### Your task
From the line containing "the white shirt" to the final line of the entries, every line is to be reproduced exactly; no other line belongs in the output.

——

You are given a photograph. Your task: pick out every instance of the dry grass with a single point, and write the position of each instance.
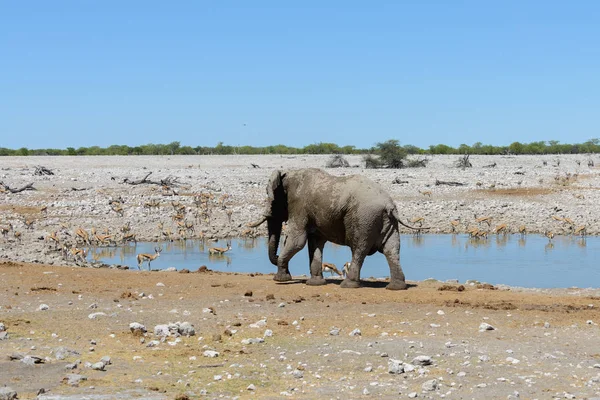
(524, 192)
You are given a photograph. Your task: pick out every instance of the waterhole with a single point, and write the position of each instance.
(531, 261)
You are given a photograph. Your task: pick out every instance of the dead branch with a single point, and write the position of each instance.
(169, 181)
(26, 187)
(438, 183)
(397, 181)
(41, 170)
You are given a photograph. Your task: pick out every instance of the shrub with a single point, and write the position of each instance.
(337, 161)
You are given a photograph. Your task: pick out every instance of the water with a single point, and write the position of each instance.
(531, 261)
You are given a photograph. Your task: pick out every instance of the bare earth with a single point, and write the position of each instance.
(544, 344)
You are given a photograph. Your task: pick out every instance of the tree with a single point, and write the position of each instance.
(391, 153)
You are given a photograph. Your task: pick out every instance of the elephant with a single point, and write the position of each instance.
(350, 210)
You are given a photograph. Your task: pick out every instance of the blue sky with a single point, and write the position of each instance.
(83, 73)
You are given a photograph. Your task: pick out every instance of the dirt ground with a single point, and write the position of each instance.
(544, 344)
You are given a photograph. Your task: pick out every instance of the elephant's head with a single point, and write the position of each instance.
(276, 212)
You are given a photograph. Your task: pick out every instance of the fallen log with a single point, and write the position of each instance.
(438, 183)
(26, 187)
(169, 181)
(41, 170)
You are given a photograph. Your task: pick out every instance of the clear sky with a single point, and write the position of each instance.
(83, 73)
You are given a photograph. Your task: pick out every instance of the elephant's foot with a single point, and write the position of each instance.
(282, 276)
(348, 284)
(316, 281)
(396, 285)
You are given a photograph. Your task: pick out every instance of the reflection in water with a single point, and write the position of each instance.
(513, 260)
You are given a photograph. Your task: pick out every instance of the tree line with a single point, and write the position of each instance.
(540, 147)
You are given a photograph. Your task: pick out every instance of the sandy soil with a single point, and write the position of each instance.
(544, 344)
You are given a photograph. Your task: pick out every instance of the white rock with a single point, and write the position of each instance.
(422, 360)
(485, 327)
(430, 385)
(395, 366)
(136, 327)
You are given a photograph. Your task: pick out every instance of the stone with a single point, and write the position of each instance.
(74, 379)
(7, 393)
(186, 329)
(485, 327)
(60, 353)
(395, 366)
(430, 385)
(137, 329)
(99, 366)
(422, 360)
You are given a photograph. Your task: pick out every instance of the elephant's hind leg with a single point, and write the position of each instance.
(315, 256)
(391, 250)
(294, 242)
(352, 279)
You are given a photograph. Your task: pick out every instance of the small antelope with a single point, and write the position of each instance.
(148, 257)
(454, 224)
(502, 228)
(487, 220)
(5, 229)
(219, 250)
(582, 230)
(130, 237)
(418, 220)
(331, 268)
(80, 254)
(346, 269)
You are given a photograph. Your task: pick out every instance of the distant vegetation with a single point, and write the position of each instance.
(388, 151)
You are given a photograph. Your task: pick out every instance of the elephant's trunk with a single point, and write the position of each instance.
(274, 237)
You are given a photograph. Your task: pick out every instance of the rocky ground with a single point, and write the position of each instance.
(518, 190)
(255, 338)
(72, 331)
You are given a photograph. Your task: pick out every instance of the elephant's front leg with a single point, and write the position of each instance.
(315, 257)
(294, 242)
(353, 276)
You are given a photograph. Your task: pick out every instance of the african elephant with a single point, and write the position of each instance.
(319, 208)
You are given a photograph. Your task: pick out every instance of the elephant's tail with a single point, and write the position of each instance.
(393, 212)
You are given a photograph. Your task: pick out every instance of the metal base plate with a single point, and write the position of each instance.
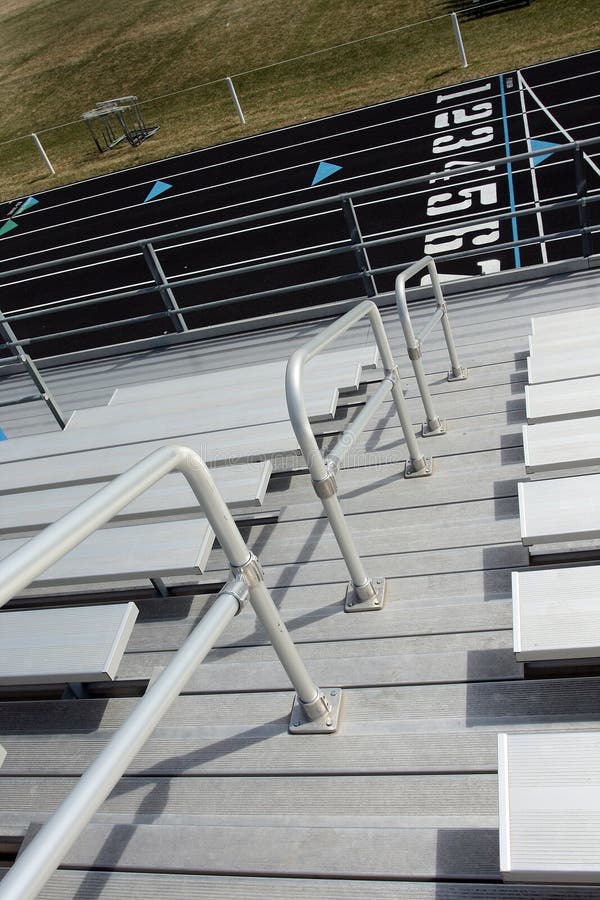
(426, 431)
(410, 472)
(353, 604)
(300, 724)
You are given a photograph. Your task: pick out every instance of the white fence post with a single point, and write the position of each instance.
(236, 102)
(459, 43)
(43, 153)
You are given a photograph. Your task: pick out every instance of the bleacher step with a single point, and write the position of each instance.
(178, 548)
(551, 401)
(240, 486)
(570, 444)
(557, 613)
(549, 788)
(75, 644)
(560, 509)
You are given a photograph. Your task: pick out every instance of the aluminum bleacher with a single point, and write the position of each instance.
(403, 799)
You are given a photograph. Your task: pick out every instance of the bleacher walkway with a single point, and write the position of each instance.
(402, 802)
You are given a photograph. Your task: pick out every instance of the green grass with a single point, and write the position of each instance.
(58, 57)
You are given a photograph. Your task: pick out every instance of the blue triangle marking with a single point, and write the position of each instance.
(158, 188)
(8, 226)
(25, 205)
(541, 145)
(324, 170)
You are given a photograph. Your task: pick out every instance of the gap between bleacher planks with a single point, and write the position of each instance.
(89, 885)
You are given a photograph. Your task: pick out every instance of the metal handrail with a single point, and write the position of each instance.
(363, 593)
(313, 709)
(434, 424)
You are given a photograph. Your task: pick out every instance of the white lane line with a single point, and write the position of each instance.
(555, 122)
(534, 184)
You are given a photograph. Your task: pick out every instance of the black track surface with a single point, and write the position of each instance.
(374, 146)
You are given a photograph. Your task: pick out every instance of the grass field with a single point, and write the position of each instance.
(58, 57)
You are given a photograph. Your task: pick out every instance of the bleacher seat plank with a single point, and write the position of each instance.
(556, 613)
(242, 407)
(68, 644)
(389, 662)
(310, 850)
(92, 463)
(549, 786)
(569, 444)
(229, 445)
(560, 509)
(416, 800)
(552, 401)
(556, 325)
(453, 705)
(178, 548)
(236, 397)
(91, 885)
(339, 368)
(564, 343)
(554, 365)
(240, 486)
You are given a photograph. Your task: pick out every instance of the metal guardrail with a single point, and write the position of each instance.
(434, 424)
(44, 392)
(363, 593)
(345, 203)
(357, 246)
(314, 710)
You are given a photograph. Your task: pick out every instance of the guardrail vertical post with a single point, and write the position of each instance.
(34, 373)
(581, 190)
(167, 295)
(43, 153)
(360, 252)
(236, 102)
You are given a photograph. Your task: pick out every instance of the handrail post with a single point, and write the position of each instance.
(363, 593)
(434, 425)
(314, 710)
(360, 252)
(166, 293)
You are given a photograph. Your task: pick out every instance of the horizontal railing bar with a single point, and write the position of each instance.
(182, 282)
(197, 307)
(348, 439)
(298, 207)
(366, 244)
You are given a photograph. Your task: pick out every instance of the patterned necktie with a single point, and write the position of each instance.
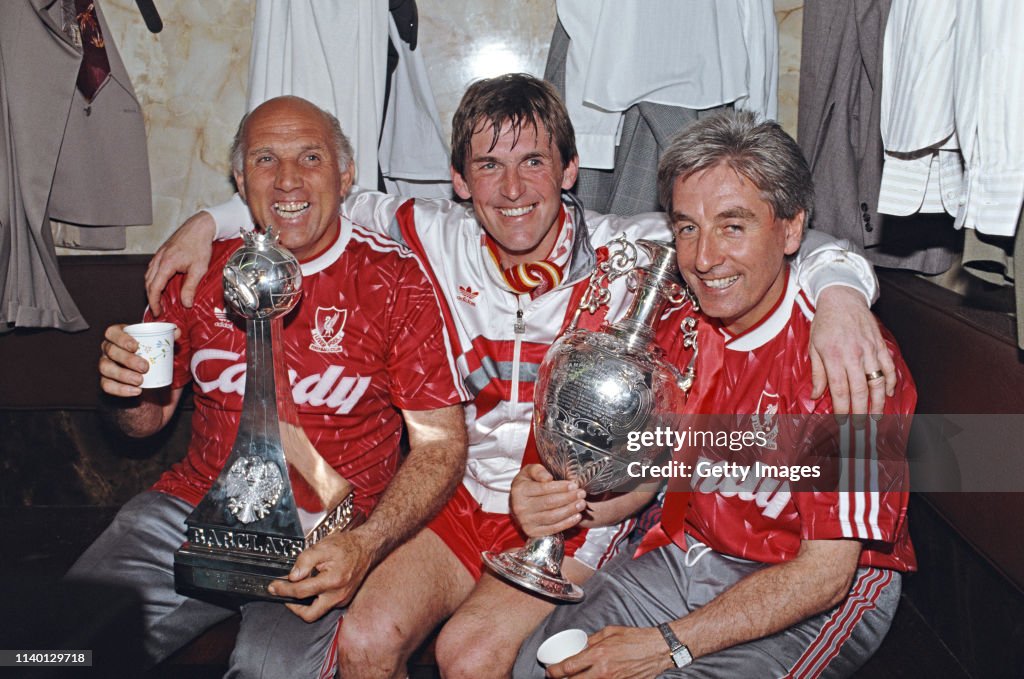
(540, 277)
(95, 68)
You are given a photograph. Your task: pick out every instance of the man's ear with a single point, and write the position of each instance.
(795, 231)
(240, 183)
(460, 184)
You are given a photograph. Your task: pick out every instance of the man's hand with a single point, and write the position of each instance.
(120, 370)
(187, 251)
(341, 561)
(617, 652)
(846, 347)
(543, 506)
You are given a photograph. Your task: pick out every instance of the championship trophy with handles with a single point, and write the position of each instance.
(595, 387)
(249, 528)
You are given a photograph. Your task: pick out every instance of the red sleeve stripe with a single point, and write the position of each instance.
(858, 482)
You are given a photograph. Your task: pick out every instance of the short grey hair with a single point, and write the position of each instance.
(762, 153)
(342, 146)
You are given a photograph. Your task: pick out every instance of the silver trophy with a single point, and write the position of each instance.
(249, 528)
(593, 389)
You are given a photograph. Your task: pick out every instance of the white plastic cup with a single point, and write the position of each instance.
(559, 646)
(156, 344)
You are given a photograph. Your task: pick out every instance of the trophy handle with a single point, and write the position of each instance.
(622, 259)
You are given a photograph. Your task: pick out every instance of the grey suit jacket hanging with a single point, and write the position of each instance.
(61, 158)
(839, 130)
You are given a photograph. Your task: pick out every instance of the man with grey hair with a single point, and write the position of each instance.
(367, 352)
(749, 573)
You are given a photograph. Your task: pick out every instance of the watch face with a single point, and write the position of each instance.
(681, 656)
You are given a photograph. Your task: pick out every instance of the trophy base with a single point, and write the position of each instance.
(199, 570)
(513, 566)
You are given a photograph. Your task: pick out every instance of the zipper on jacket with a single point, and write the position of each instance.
(520, 330)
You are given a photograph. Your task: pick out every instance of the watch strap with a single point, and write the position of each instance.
(680, 654)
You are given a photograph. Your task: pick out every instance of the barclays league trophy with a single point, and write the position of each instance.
(249, 529)
(593, 389)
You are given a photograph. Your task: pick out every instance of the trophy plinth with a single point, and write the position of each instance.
(594, 388)
(249, 528)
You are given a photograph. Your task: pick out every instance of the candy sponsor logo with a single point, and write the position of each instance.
(330, 388)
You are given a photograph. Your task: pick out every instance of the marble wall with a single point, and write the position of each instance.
(192, 79)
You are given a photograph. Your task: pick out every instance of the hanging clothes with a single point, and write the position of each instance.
(335, 54)
(413, 154)
(952, 101)
(64, 156)
(634, 74)
(839, 131)
(331, 53)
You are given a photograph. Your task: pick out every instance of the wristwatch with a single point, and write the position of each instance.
(681, 655)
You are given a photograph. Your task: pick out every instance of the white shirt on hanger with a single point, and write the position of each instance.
(689, 53)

——

### Solution to this problem
You are given a photograph. Your task: pick out every instance of the white shirt on hanger with a single point, and write the position of each instance.
(689, 53)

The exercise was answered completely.